- [Brief]
Repeat the lines below, word for word, from the line containing "woman's shoulder -> outlines, every instance" through the last line, including both.
────────────────────────────────────────
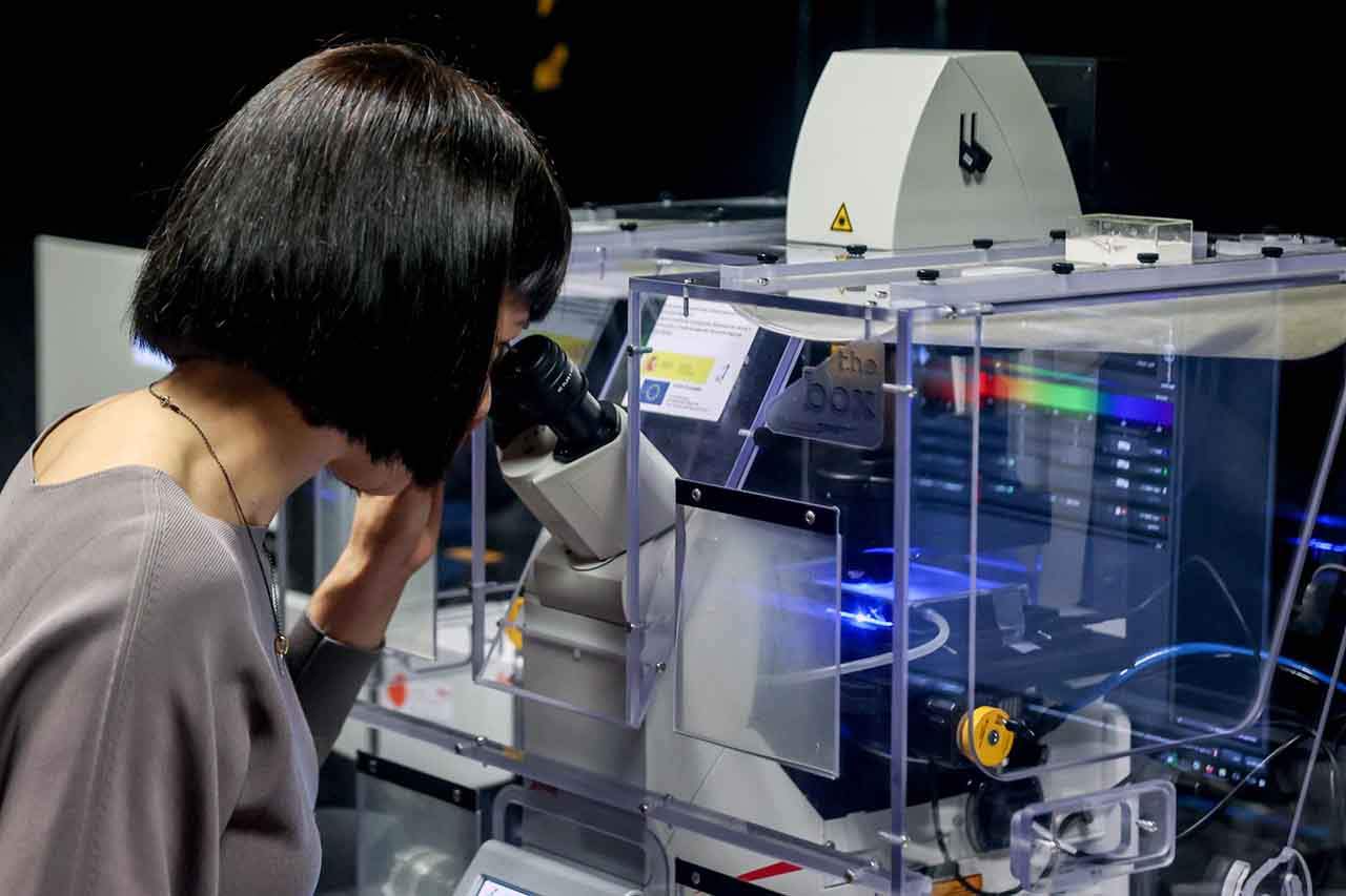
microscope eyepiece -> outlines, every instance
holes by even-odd
[[[621,420],[608,402],[588,391],[588,379],[555,342],[542,335],[514,343],[491,371],[491,416],[556,433],[555,456],[576,460],[616,439]]]

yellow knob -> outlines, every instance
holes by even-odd
[[[509,643],[514,644],[514,650],[524,648],[524,632],[518,627],[518,613],[524,609],[524,595],[514,599],[514,603],[509,605],[509,612],[505,613],[505,636],[509,638]]]
[[[968,743],[968,716],[958,724],[958,748],[968,759],[987,768],[999,768],[1014,748],[1014,732],[1005,728],[1010,713],[999,706],[977,706],[972,710],[972,743]]]

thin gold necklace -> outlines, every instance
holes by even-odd
[[[252,534],[252,526],[248,525],[248,518],[244,515],[244,506],[238,502],[238,492],[234,491],[234,483],[229,478],[229,471],[225,470],[225,464],[221,463],[219,455],[215,453],[215,447],[210,444],[210,440],[206,439],[205,431],[202,431],[202,428],[197,424],[195,420],[187,416],[186,410],[183,410],[172,401],[170,401],[168,396],[160,396],[157,391],[155,391],[155,386],[157,386],[159,382],[152,382],[148,386],[145,386],[145,389],[149,390],[151,396],[159,400],[160,408],[166,408],[174,412],[175,414],[178,414],[179,417],[191,424],[191,428],[197,431],[197,435],[201,436],[201,440],[206,443],[206,451],[210,452],[210,456],[211,459],[214,459],[215,465],[219,467],[219,472],[223,474],[225,476],[225,484],[229,487],[229,496],[234,502],[234,511],[238,513],[238,522],[240,525],[242,525],[244,531],[248,533],[248,544],[252,545],[253,554],[257,557],[257,570],[261,573],[262,588],[267,589],[267,595],[271,597],[271,618],[276,623],[276,640],[275,640],[276,655],[284,657],[285,654],[289,652],[289,639],[285,638],[284,627],[280,624],[280,588],[276,587],[276,556],[271,553],[271,550],[265,545],[262,545],[261,549],[257,548],[257,541],[253,538]],[[262,550],[267,552],[267,560],[271,561],[269,577],[267,576],[267,565],[261,561]]]

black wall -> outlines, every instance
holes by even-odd
[[[1346,231],[1337,4],[989,0],[555,0],[359,12],[272,4],[13,13],[0,62],[0,470],[32,439],[31,239],[144,242],[192,155],[258,86],[342,38],[398,38],[495,85],[544,137],[572,203],[783,190],[833,50],[1102,57],[1089,204],[1210,230]],[[557,43],[557,90],[533,66]],[[882,106],[884,96],[875,96]],[[857,135],[863,139],[863,135]]]

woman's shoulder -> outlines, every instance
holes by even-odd
[[[175,643],[248,639],[262,583],[256,558],[244,553],[246,534],[202,514],[171,476],[149,467],[55,486],[16,471],[0,492],[0,556],[8,560],[0,631],[11,628],[12,642],[67,620],[87,638],[117,636],[129,622]]]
────────────────────────────────────────
- [Response to this exercise]
woman's shoulder -> outlines, every instance
holes by even-odd
[[[175,643],[248,639],[262,583],[256,558],[244,553],[246,534],[202,514],[171,476],[149,467],[55,486],[16,471],[0,492],[0,556],[8,560],[0,631],[11,628],[12,642],[67,620],[87,638],[117,636],[129,622]]]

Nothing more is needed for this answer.